» **Görev 1**:
İnsan haklarının uluslararası korunmasına ilişkin metne göre atölyenin altıncı ve son oturumunda hangi yöntem kullanılacaktır?
» **Görev 2**:
İnsan haklarının uluslararası korunmasına ilişkin metni, son cümlesinden sonra gelecek biçimde sürdürünüz.

İNSAN HAKLARININ ULUSLARARASI ALANDA KORUNMASI (International Protection of Human Rights) atölyesi, esas ve usulden oluşan uluslararası insan hakları hukukunun usul kısmına odaklanarak uluslararası korumanın doğuşunu, hukuksal kaynaklarını, aslî koruma sistemlerini tanıtmayı ve bunlar üzerine tartışma yürütmeyi amaçlamaktadır. İnsan haklarının uluslararası alanda korunması denildiğinde uluslararası normlar, kurallar ve uluslararası mekanizmalar akla gelmelidir. O halde uluslararası koruma, uluslararası kamu hukukunun ve onun bir parçası olan uluslararası insan hakları hukukunun kaynaklık ettiği bir mekanizmalar bütünüdür. Uluslararası insan hakları sisteminde insan haklarının, i. evrensel düzeyde Birleşmiş Milletler (BM), ii. bölgesel düzeyde ise Avrupa Konseyi (AK), Avrupa Birliği (AB), Amerikan Devletleri Örgütü (ADÖ) vb. bünyesinde korunması biçiminde ikiye ayrılarak incelenmesi söz konusudur. BM’nin gerek normların oluşturulmasında gerek bu normların uygulanmasındaki etkisi çok önemli olmakla beraber uluslararası insan hakları rejiminin, kurulan uluslararası veya ulusüstü mahkemeler aracılığıyla bölgesel düzeyde üstün standartlar geliştirdiği de ifade edilmelidir. Bu gelişmenin özellikle Avrupa Konseyi bünyesinde hazırlanan Avrupa İnsan Hakları Sözleşmesi (AİHS) ve Avrupa’da bir kamu hukuku alanı oluşturmak üzere kurulmuş Avrupa İnsan Hakları Mahkemesi (AİHM) içtihadıyla sağlandığını söylemek mümkündür.  Ayrıca Avrupa Birliğinin kendine özgü ulusüstü (supranasyonal) hukuk sistemiyle -özellikle normatif alanda- insan hakları alanına yaptığı katkı görmezden gelinemeyecek düzeydedir. Keza Amerika kıtasının Amerikan Devletleri Örgütü bünyesindeki koruma mekanizması aracılığıyla alana katkısı önemlidir. Bu bağlamda atölye, beş oturum ile insan haklarının ulusal ölçeği aşan koruma düzenlerini mercek altına almayı amaçlamaktadır. Atölyenin altıncı ve son oturumda ise forum yöntemi aracılığıyla, anlatılan temel konular çerçevesinde uluslararası kamu düzeni ve bireyin hak statüsüne dair bir tartışma yürütülecektir.

(Bir derlemeden kayıtlar)

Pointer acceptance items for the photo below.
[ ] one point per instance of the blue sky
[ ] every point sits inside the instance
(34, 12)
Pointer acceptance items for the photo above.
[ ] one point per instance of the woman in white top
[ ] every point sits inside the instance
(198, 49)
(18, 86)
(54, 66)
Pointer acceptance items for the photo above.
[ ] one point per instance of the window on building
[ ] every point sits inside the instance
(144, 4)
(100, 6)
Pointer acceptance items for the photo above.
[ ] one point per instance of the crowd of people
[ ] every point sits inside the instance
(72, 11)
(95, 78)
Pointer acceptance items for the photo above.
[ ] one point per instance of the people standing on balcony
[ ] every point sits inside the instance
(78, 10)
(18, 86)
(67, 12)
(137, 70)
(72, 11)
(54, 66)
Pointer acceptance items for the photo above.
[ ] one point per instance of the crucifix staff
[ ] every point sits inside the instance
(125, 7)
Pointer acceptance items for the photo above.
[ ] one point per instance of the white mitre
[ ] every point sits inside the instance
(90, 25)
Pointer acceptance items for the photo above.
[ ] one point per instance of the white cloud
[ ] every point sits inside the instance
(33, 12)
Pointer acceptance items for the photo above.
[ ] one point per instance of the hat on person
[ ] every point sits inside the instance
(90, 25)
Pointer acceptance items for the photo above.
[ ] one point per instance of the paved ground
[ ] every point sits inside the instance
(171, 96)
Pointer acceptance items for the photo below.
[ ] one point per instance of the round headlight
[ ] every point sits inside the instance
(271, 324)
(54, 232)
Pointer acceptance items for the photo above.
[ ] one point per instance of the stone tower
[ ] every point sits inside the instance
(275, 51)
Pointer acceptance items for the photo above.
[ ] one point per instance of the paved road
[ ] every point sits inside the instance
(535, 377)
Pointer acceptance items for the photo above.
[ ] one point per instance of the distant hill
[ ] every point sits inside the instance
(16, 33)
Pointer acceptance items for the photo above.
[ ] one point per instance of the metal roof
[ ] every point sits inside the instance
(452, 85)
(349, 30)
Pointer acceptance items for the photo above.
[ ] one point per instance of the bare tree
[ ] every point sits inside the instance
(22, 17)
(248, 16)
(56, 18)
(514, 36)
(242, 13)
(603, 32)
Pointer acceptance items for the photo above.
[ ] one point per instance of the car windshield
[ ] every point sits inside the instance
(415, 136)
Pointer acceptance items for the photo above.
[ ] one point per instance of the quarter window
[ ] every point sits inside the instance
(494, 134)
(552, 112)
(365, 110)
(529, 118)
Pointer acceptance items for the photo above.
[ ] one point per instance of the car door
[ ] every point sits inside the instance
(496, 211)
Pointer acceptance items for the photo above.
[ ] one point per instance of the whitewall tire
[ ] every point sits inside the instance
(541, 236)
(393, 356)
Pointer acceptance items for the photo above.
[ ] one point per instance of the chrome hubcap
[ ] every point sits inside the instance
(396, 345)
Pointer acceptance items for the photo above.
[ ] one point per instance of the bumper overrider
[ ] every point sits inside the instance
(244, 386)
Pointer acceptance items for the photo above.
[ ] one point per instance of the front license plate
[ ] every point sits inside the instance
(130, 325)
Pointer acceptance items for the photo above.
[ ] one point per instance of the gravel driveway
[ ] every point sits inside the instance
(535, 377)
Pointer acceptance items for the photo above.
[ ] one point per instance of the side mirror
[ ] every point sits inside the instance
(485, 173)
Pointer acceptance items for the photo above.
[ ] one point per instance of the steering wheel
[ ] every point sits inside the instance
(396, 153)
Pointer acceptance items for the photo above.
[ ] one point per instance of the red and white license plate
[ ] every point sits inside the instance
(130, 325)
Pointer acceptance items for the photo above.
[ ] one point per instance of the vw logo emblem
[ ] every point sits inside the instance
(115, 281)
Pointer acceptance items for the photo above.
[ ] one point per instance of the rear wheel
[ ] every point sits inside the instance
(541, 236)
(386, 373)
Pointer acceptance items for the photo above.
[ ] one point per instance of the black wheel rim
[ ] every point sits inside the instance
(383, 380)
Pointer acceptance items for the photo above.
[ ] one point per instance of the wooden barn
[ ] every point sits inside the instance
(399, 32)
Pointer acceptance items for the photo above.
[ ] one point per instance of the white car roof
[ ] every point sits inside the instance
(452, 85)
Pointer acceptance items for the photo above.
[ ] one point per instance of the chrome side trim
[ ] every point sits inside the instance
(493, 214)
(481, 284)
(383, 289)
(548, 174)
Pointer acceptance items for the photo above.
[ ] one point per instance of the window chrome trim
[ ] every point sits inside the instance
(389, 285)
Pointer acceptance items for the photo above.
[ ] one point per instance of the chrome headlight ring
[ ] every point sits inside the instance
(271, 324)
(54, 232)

» **Yanıt 1**:
Forum yöntemi kullanılacaktır.

» **Yanıt 2**:
Atölye Programı

I. Oturum: Uluslararası İnsan Hakları Hukukunun Öğeleri

II. Oturum: Birleşmiş Milletler Sisteminde İnsan Haklarının Korunması

III. Oturum: Avrupa Konseyi Sisteminde İnsan Haklarının Korunması

IV. Oturum: Avrupa Birliği Sisteminde İnsan Haklarının Korunması

V. Oturum: Amerikan Sisteminde İnsan Haklarının Korunması

VI: FORUM: Genel Değerlendirme, Sonuç ve Tartışma 

 

Atölye Yürütücüsü: Ozan Değer

Avrupa İnsan Hakları Sözleşmesi atölyesinde Avrupa İnsan Hakları Sözleşmesi ve işleyişi kısaca tanıtılmaya çalışılacaktır. Bu amaçla Sözleşmedeki hakların tek tek tanıtılması yerine Sözleşmenin kimliğinin, işleyişinin tanıtılması amaçlanmıştır. Bunun için ilk önce Sözleşme’nin kısa tarihçesi ve geçirdiği evreler anlatılacaktır. Bunu takiben, AİHS’in merkezinde yer alan Avrupa İnsan Hakları Mahkemesi’nin nasıl çalıştığı ve aldığı kararların ne anlam taşıdığı açıklanmaya çalışılacaktır. Bu bölümde, karar tipleri ve bu karar tiplerinin iç hukukta doğurduğu sonuçlar ve etkileri de tartışılacaktır. Nihayet, bunu takiben AİHM’in aldığı kararların nasıl infaz edileceği, bu infazın takibinin Sözleşmedeki yeri ve önemi anlatılacaktır.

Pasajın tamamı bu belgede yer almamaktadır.